> [Texto extraído]
..............................
El silencio es un comodín de los políticos. Se calla para exprimir en aislamientos el zumo de la adversidad. Cuando la suerte abate y estrangula la derrota, nada más aconsejable que un retiro transitorio para hacer introspecciones, localizar flaquezas y dejar que la medicina del olvido restañe heridas y abra espacio a nuevos horizontes. Nuestros grandes políticos, cuando pueden, se refugian en la diplomacia mientras amainan las tormentas. Es sabio saber esperar. Jamás el aire de las alboradas abaniquea siempre la suerte de los hombres públicos. Las fogatas del día declinan en los atardeceres y desaparecen cuando la noche arropa con velos funerarios. Pero en un nuevo amanecer, la aurora despunta con fuerza incontenible. La política tiene hálito vital y quienes en ella ofician sobreviven a todos los naufragios.
..............................
> [Material proporcionado]
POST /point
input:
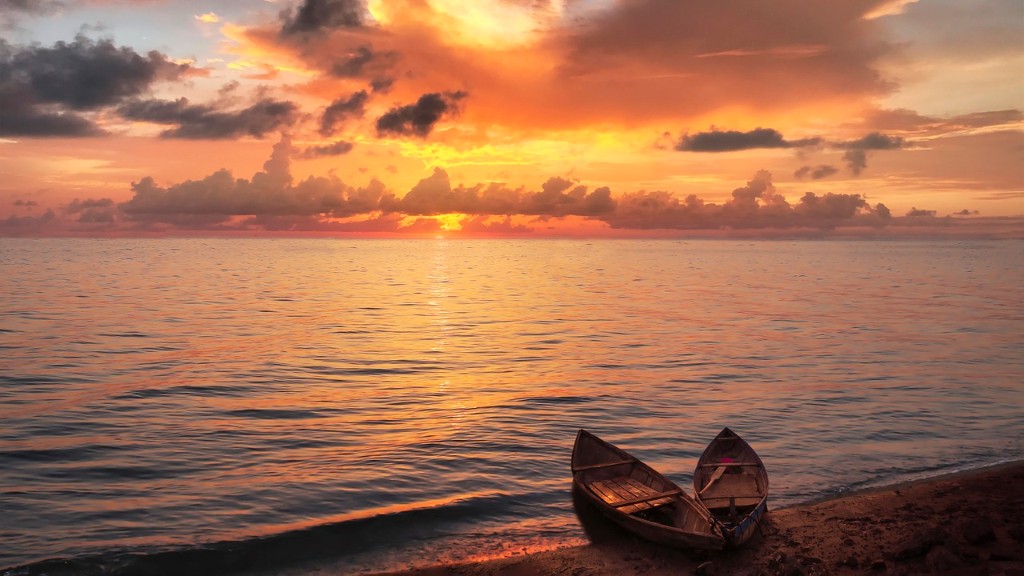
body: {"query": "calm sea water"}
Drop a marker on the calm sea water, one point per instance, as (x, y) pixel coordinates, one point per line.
(398, 403)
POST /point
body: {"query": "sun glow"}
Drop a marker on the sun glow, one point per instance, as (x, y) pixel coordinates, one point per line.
(450, 222)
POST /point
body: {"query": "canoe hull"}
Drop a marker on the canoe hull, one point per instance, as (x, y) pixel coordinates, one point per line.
(659, 510)
(731, 482)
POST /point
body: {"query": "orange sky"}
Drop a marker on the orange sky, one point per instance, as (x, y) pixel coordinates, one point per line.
(512, 117)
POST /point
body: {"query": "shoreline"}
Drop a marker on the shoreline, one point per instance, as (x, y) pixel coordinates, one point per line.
(966, 522)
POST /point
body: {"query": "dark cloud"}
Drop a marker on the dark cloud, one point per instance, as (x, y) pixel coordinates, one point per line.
(815, 172)
(270, 192)
(83, 74)
(342, 110)
(206, 122)
(316, 15)
(28, 224)
(757, 205)
(19, 120)
(363, 63)
(873, 140)
(856, 151)
(101, 211)
(11, 10)
(30, 6)
(731, 140)
(856, 161)
(336, 149)
(419, 119)
(46, 91)
(557, 198)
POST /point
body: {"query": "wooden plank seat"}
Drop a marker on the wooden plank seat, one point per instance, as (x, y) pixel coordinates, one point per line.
(630, 495)
(738, 490)
(602, 465)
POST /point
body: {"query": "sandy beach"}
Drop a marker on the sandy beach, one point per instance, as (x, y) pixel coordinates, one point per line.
(968, 523)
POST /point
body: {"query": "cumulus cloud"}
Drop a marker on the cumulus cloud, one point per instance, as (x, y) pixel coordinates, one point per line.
(341, 110)
(557, 198)
(335, 149)
(815, 172)
(207, 122)
(756, 205)
(731, 140)
(419, 119)
(272, 200)
(269, 193)
(45, 90)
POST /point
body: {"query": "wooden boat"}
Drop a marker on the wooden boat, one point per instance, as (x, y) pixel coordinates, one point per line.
(638, 498)
(732, 484)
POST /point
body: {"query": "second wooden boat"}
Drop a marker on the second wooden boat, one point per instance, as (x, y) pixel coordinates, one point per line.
(731, 482)
(640, 499)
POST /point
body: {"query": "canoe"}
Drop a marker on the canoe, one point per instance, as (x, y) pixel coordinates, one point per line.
(732, 484)
(640, 499)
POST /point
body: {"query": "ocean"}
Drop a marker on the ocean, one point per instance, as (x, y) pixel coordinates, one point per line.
(398, 403)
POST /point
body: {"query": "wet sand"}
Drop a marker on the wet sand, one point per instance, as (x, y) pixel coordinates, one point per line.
(969, 523)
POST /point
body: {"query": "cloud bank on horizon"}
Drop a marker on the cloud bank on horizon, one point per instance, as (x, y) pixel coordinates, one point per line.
(606, 99)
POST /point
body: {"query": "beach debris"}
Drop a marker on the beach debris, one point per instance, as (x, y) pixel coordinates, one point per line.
(977, 531)
(707, 569)
(941, 561)
(920, 544)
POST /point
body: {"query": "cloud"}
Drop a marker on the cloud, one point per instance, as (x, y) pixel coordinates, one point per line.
(557, 198)
(856, 151)
(10, 10)
(336, 149)
(364, 62)
(419, 119)
(855, 154)
(18, 120)
(83, 74)
(270, 192)
(756, 205)
(815, 172)
(48, 91)
(206, 122)
(342, 110)
(316, 15)
(873, 140)
(730, 140)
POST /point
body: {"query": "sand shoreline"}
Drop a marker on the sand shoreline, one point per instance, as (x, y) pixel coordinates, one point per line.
(970, 522)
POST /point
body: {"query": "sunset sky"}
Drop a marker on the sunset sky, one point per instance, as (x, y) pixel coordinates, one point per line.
(511, 117)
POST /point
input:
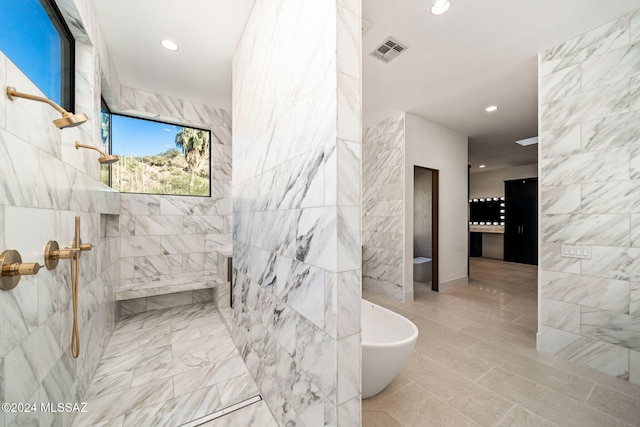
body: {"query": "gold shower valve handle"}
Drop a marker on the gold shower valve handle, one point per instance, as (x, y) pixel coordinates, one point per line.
(12, 269)
(53, 253)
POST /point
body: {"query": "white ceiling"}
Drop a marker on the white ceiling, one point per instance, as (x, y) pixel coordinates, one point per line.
(206, 31)
(479, 53)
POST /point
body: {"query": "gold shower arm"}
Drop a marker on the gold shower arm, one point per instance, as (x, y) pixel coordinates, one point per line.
(68, 119)
(12, 92)
(91, 147)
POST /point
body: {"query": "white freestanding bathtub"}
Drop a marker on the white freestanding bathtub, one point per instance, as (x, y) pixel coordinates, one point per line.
(387, 341)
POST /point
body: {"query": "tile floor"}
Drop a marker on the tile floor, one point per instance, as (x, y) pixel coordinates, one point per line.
(475, 363)
(169, 367)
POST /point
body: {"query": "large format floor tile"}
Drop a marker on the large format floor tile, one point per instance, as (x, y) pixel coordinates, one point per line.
(476, 363)
(169, 367)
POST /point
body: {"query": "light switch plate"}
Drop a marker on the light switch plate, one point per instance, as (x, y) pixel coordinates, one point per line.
(575, 251)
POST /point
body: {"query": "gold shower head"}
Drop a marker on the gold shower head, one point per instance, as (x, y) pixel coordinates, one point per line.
(67, 120)
(105, 159)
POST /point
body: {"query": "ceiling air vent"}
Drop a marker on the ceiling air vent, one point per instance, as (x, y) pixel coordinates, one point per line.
(388, 50)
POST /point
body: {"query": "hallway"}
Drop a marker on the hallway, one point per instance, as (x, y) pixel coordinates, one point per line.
(475, 363)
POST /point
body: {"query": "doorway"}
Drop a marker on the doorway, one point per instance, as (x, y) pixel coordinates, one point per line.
(425, 226)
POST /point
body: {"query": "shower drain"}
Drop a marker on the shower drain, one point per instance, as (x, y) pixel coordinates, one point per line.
(224, 411)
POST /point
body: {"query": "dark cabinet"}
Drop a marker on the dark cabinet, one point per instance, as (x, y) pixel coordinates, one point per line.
(521, 221)
(475, 244)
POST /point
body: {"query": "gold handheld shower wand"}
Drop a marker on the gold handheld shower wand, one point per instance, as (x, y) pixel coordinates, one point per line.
(105, 159)
(67, 120)
(52, 254)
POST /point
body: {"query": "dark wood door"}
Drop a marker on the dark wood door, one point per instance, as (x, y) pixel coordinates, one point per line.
(521, 221)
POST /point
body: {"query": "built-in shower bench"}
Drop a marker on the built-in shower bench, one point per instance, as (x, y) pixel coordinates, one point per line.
(165, 287)
(173, 292)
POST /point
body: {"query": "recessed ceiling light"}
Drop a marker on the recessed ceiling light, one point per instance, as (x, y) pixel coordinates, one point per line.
(528, 141)
(440, 7)
(169, 45)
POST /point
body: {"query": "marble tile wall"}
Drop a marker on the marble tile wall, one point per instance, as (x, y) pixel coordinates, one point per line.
(383, 149)
(166, 237)
(45, 183)
(296, 208)
(589, 106)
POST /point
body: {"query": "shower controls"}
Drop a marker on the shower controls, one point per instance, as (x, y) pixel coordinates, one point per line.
(53, 254)
(13, 269)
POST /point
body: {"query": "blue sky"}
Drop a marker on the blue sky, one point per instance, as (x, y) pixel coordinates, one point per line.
(30, 40)
(138, 137)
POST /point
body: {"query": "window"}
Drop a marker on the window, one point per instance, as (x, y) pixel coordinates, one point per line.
(35, 37)
(105, 138)
(159, 158)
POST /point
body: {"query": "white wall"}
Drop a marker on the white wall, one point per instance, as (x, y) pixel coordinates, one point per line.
(491, 184)
(436, 147)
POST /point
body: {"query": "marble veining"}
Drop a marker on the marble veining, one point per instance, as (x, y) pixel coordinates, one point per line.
(185, 367)
(296, 209)
(382, 213)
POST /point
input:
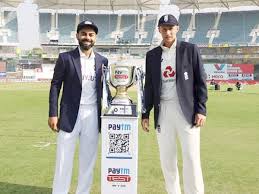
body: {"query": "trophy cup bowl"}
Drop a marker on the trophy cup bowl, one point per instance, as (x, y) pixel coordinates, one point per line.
(121, 77)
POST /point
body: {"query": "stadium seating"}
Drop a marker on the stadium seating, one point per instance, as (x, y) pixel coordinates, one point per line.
(106, 23)
(45, 26)
(10, 18)
(149, 27)
(242, 23)
(204, 22)
(128, 27)
(66, 24)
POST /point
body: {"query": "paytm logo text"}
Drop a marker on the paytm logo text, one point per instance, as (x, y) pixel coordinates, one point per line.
(219, 67)
(123, 127)
(118, 175)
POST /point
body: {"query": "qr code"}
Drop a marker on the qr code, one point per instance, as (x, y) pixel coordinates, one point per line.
(118, 143)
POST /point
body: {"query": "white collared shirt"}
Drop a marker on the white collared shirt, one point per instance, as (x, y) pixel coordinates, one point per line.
(168, 72)
(88, 95)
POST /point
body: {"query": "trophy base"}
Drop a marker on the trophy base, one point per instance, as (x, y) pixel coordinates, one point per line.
(121, 110)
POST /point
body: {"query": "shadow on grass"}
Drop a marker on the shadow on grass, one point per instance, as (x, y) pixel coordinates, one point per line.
(9, 188)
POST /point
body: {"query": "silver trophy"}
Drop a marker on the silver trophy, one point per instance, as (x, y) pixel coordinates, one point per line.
(121, 76)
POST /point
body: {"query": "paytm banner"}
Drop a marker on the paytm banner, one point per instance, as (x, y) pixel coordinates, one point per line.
(229, 71)
(119, 155)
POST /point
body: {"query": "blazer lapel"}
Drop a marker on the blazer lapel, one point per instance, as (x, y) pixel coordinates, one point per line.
(77, 64)
(157, 59)
(98, 68)
(178, 59)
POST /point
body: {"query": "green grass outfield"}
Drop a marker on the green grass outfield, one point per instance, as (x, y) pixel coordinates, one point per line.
(229, 144)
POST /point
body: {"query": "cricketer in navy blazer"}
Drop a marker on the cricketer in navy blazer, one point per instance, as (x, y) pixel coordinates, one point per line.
(68, 72)
(190, 81)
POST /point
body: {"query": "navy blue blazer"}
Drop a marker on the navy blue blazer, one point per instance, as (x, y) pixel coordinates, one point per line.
(192, 92)
(68, 72)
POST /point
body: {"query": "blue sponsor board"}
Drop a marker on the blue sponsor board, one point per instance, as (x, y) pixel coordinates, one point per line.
(118, 175)
(122, 127)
..............................
> [Requisitos del ejercicio]
[1] Transcribe del texto sobre el silencio en la política el fragmento entre "El silencio es" y "todos los naufragios.", ambos incluidos.
[2] Según el texto sobre el silencio en la política, ¿dónde se refugian los grandes políticos mientras amainan las tormentas?
[3] Sigue escribiendo el texto sobre el silencio en la política a partir de su última oración.

> [Respuestas por tarea]
[1]
El silencio es un comodín de los políticos. Se calla para exprimir en aislamientos el zumo de la adversidad. Cuando la suerte abate y estrangula la derrota, nada más aconsejable que un retiro transitorio para hacer introspecciones, localizar flaquezas y dejar que la medicina del olvido restañe heridas y abra espacio a nuevos horizontes. Nuestros grandes políticos, cuando pueden, se refugian en la diplomacia mientras amainan las tormentas. Es sabio saber esperar. Jamás el aire de las alboradas abaniquea siempre la suerte de los hombres públicos. Las fogatas del día declinan en los atardeceres y desaparecen cuando la noche arropa con velos funerarios. Pero en un nuevo amanecer, la aurora despunta con fuerza incontenible. La política tiene hálito vital y quienes en ella ofician sobreviven a todos los naufragios.

[2] En la diplomacia.

[3]
Sustraerse por cortas temporadas deja réditos positivos. Crear expectativas, abrir interrogantes, permitir las especulaciones de las cábalas, es un socorrido recurso de ladinos estrategas. La embajada en Washington fue antesala de los presidentes de Colombia. Allí se mantenían a distancia de las camorras, incontaminados y lejanos, para regresar como salvadores de la patria. El escampadero diplomático preserva de las contaminaciones que dejan las refriegas democráticas.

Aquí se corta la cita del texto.